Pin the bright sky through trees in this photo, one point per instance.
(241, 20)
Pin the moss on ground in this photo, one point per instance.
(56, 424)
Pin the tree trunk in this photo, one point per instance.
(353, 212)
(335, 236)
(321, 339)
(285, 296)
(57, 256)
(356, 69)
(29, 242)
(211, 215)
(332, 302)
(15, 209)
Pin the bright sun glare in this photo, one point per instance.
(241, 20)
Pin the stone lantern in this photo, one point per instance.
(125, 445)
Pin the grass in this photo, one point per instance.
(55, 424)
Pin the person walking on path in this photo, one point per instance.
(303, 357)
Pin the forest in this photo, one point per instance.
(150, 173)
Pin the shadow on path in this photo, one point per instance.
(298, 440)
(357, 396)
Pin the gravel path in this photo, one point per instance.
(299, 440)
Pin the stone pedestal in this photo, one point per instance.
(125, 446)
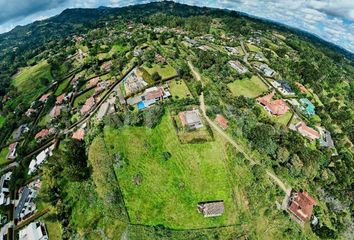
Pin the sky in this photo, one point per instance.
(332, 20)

********

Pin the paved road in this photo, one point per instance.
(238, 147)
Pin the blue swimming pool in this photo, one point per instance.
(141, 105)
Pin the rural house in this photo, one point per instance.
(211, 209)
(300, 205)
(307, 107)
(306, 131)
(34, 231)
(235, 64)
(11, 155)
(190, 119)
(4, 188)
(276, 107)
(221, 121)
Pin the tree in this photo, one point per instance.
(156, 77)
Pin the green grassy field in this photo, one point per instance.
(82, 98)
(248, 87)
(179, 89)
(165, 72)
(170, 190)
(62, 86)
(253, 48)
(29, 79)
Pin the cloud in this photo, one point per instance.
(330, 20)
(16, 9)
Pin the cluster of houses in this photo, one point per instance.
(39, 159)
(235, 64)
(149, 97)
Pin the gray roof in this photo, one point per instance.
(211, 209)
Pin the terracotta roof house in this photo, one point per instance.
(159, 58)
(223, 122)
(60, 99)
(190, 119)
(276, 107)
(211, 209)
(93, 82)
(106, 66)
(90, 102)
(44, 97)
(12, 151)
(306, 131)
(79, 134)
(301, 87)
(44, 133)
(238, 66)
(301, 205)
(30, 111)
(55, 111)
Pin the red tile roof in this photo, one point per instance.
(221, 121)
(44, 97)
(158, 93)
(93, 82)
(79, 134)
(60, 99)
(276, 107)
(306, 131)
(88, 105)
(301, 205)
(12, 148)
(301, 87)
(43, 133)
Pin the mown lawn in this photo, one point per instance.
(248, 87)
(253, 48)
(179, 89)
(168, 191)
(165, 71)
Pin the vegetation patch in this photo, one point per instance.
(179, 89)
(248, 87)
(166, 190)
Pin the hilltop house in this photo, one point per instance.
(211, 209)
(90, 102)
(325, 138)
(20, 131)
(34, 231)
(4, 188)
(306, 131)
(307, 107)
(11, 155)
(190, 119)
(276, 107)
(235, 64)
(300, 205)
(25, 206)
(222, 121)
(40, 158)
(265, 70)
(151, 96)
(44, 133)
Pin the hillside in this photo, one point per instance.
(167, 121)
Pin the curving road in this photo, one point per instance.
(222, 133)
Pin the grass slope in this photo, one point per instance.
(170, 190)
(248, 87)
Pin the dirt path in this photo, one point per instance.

********

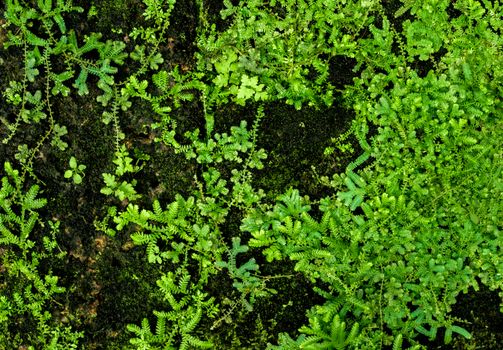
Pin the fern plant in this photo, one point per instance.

********

Count the lines of the data above that contain the string "roof". Give only the number.

3